#### WHAT IS BEING ASKED
Translate this sentence from the instructions on denormalizing data below into Spanish: "To denormalize the data, join the data into a new BigQuery table that has one row for each artist's recording, together with selected metadata you want retained for analysis."

Manually denormalize the data

To denormalize the data, join the data into a new BigQuery table that has one row for each artist's recording, together with selected metadata you want retained for analysis.

  1. If the BigQuery query editor is not open in the Google Cloud console click Compose New Query.
  2. Copy the following query and paste it into the Query Editor:

    SELECT
        artist.id,
        artist.gid AS artist_gid,
        artist.name AS artist_name,
        artist.area,
        recording.name AS recording_name,
        recording.length,
        recording.gid AS recording_gid,
        recording.video
    FROM
        `musicbrainz.artist` AS artist
    INNER JOIN
        `musicbrainz.artist_credit_name` AS artist_credit_name
    ON
        artist.id = artist_credit_name.artist
    INNER JOIN
        `musicbrainz.recording` AS recording
    ON
        artist_credit_name.artist_credit = recording.artist_credit
    
  3. Click the More drop-down list, and then select Query settings.

#### SOURCE EXCERPT

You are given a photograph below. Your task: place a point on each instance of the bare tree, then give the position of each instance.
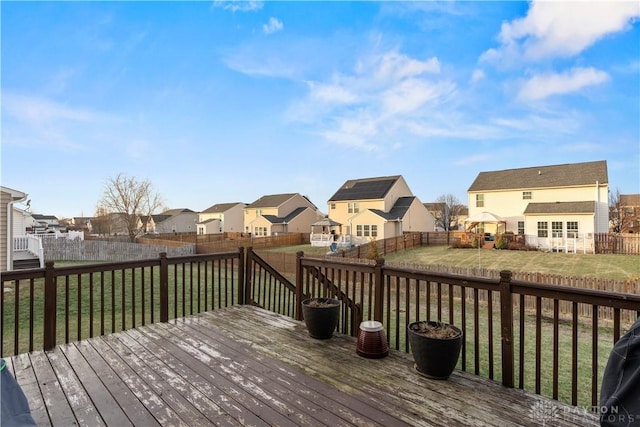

#### COMPLETE RESPONSE
Para desnormalizar los datos, combina los datos en una nueva tabla de BigQuery que tenga una fila por cada grabación de un artista, junto con los metadatos seleccionados que quieras conservar para el análisis.